» Task directions
Rewrite the records starting at the line that contains "I'd like to know: does the tall" and ending at the line that contains "[[0, 241, 62, 516]]", swapping "localize" for "locate" and leaving everything else unchanged. Return only those lines.

» Provided information
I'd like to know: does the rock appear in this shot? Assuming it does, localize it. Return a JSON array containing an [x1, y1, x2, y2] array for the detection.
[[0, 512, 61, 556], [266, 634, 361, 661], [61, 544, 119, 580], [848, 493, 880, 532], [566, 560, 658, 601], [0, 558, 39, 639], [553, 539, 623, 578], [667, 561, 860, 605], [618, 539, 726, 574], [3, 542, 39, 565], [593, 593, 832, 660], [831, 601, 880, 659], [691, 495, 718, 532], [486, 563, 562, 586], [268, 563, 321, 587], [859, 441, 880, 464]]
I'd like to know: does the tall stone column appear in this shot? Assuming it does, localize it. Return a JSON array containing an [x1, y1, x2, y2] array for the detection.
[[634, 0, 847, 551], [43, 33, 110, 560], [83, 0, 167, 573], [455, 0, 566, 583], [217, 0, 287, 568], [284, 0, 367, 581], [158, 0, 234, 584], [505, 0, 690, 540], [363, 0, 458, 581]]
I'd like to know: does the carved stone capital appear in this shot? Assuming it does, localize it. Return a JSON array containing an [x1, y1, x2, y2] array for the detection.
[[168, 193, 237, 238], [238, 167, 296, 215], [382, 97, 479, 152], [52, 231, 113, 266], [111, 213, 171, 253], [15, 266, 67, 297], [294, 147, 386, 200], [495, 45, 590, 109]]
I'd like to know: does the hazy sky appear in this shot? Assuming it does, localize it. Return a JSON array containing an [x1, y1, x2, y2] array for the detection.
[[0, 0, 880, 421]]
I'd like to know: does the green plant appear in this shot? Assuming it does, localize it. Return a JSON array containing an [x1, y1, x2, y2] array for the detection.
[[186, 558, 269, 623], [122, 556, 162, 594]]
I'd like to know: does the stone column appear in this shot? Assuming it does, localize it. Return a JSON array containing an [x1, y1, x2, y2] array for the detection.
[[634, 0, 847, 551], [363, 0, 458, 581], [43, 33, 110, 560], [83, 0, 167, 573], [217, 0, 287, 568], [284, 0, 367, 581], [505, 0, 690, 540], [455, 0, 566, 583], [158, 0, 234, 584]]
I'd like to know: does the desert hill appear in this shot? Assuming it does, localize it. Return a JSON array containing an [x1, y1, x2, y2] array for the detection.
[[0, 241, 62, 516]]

---

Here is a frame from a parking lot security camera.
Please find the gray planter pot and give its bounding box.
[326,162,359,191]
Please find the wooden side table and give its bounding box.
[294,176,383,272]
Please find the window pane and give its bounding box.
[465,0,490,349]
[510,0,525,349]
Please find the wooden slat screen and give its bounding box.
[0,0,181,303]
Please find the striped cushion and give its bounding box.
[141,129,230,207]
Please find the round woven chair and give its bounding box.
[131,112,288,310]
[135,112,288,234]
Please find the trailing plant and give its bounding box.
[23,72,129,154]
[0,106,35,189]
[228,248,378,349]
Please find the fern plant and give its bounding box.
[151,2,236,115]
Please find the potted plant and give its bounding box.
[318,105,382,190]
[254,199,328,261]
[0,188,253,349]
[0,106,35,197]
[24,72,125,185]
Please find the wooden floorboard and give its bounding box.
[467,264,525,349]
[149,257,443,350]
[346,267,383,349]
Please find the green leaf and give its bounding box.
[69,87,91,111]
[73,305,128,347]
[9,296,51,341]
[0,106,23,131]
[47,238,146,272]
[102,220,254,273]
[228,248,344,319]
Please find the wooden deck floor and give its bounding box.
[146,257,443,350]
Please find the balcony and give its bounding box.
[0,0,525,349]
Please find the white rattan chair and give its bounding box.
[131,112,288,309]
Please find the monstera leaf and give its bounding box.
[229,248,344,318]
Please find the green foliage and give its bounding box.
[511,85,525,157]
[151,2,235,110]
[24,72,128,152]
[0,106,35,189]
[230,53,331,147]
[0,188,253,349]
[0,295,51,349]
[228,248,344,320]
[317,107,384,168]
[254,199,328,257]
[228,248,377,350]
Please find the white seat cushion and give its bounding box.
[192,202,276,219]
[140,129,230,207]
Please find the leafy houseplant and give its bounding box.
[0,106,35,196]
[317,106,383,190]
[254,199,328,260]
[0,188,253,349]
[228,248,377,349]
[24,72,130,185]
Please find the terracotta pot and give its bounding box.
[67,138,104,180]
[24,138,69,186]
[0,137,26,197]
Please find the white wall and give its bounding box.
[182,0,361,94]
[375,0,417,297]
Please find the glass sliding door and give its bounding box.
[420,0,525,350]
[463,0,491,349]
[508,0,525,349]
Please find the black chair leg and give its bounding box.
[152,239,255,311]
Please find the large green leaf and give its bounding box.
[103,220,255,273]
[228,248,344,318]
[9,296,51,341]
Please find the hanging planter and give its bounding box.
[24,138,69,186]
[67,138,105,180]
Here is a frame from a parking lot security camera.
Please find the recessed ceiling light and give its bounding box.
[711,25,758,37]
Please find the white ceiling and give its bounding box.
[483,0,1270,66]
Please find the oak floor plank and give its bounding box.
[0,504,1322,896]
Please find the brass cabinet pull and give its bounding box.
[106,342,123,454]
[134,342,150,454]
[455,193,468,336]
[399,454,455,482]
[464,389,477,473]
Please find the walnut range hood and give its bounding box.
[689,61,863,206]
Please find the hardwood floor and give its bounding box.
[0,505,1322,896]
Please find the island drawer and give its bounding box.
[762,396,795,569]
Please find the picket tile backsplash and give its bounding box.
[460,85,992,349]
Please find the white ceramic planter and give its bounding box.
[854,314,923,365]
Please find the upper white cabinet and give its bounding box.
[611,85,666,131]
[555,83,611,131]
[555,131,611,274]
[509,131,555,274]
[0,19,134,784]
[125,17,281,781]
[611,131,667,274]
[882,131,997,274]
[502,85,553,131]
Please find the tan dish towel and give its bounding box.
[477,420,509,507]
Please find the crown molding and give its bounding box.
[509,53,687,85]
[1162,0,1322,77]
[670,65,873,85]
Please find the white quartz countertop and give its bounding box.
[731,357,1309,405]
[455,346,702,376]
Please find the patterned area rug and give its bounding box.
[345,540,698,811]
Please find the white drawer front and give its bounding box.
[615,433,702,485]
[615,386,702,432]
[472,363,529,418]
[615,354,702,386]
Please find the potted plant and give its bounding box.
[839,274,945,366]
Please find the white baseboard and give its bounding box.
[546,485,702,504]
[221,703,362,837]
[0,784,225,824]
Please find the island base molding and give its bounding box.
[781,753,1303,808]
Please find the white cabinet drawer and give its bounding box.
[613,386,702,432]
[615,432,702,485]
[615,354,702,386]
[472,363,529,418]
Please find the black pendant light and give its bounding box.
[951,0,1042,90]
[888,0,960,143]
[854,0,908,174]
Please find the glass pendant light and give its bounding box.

» Response to this task
I'd like to know: does the tall stone column appear in this shot? Assuming it does, locate it. Return a JSON array containing an [x1, y1, x2, y2] array for the detection.
[[634, 0, 847, 551], [43, 33, 110, 560], [83, 0, 167, 573], [455, 0, 566, 583], [217, 0, 287, 568], [284, 0, 367, 581], [158, 0, 234, 584], [505, 0, 690, 540], [363, 0, 458, 581]]
I'd like to know: does the carved stone capital appear in this shot? Assuming it does, locate it. Return a JSON array containing an [x1, y1, x2, y2] array for the detection.
[[168, 193, 237, 238], [238, 167, 296, 215], [382, 97, 479, 152], [52, 231, 113, 266], [111, 213, 171, 253], [15, 266, 67, 297], [294, 147, 386, 200], [495, 45, 590, 109]]
I'd like to know: does the hazy sky appear in this shot? Assuming it does, locate it. Return a JSON array containing an [x1, y1, x2, y2] array for the detection.
[[0, 0, 880, 421]]
I'd like to know: does the green plant appear in this shot? Assuming it does, locate it. Return a JSON array containing an [x1, y1, x2, y2] array for the detection.
[[186, 558, 269, 623], [122, 556, 162, 594]]
I'd like to know: does the stone column appear in this shot? Assuming it does, locate it. Return a JSON array containing an [x1, y1, x2, y2] array for the detection.
[[634, 0, 847, 551], [363, 0, 458, 581], [43, 33, 110, 560], [83, 0, 167, 573], [217, 0, 287, 568], [284, 0, 367, 581], [505, 0, 690, 540], [455, 0, 566, 583], [158, 0, 234, 584]]
I'd like to know: does the desert hill appear in this shot? Assuming it does, locate it. Return a JSON array containing an [x1, y1, x2, y2] array for the detection.
[[0, 241, 62, 516]]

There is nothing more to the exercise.